• **Input records**
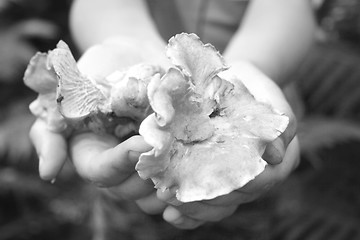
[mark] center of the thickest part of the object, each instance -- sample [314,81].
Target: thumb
[101,160]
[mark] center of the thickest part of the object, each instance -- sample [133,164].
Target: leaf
[208,134]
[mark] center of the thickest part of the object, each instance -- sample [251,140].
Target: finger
[151,204]
[233,198]
[168,196]
[101,160]
[51,148]
[275,151]
[205,212]
[132,188]
[274,174]
[174,217]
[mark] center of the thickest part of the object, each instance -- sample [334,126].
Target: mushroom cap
[208,133]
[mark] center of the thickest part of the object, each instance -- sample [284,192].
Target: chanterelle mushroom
[69,99]
[208,133]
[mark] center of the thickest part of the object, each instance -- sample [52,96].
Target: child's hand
[99,159]
[282,156]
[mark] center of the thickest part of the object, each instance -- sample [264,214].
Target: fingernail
[134,156]
[179,220]
[41,162]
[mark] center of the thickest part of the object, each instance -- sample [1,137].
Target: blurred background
[320,200]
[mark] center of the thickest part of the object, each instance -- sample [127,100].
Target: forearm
[93,21]
[275,36]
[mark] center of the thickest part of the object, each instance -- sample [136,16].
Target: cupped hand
[282,156]
[102,160]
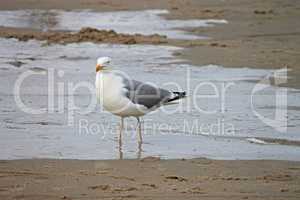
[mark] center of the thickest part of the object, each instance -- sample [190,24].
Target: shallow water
[170,135]
[143,22]
[67,130]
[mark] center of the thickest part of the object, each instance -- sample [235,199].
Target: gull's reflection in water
[139,150]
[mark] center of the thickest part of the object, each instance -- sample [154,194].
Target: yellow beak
[98,67]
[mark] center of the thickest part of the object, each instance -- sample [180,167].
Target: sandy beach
[260,34]
[149,178]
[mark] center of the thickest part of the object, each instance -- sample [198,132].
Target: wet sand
[149,178]
[260,34]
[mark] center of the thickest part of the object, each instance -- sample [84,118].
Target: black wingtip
[179,95]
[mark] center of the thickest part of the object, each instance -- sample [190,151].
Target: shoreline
[260,35]
[149,178]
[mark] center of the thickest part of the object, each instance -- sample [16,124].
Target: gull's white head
[102,62]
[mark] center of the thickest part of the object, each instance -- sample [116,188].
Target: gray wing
[146,94]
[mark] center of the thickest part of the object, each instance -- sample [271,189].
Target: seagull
[125,97]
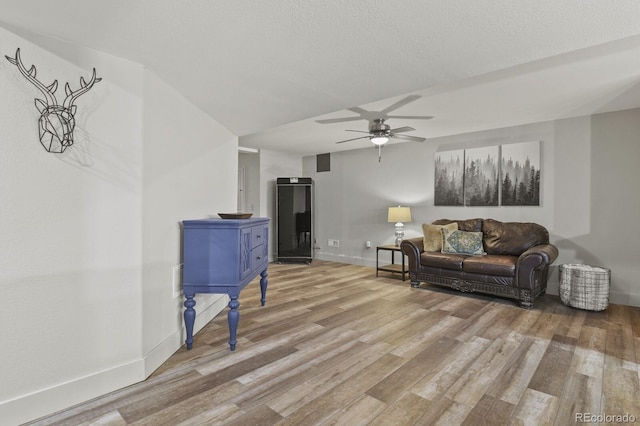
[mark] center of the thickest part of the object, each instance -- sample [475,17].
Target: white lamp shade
[399,214]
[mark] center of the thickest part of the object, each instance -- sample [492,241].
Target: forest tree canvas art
[520,174]
[449,178]
[481,176]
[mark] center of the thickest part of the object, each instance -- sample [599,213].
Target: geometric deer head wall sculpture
[56,122]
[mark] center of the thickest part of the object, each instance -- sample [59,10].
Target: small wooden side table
[393,267]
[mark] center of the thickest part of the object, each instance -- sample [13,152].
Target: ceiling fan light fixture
[379,140]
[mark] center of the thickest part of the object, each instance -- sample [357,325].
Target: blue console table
[222,256]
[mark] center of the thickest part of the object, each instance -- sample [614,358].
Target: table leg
[189,317]
[233,317]
[263,286]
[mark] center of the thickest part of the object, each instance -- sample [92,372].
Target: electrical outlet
[177,280]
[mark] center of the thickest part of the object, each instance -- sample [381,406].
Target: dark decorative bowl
[235,215]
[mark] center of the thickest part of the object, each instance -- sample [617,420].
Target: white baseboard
[342,258]
[213,305]
[56,398]
[47,401]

• **Task instructions**
Reproduce the stretch from the line containing "-- sample [617,420]." through the end of the items, requests included. Increase every coordinate in the answer points by 26, and leave the requests and their sample coordinates unchanged.

• **Finished exercise**
[mark] center of the thickest part of the object, each instance -- sample [617,420].
Target: white baseboard
[368,284]
[239,331]
[82,424]
[73,427]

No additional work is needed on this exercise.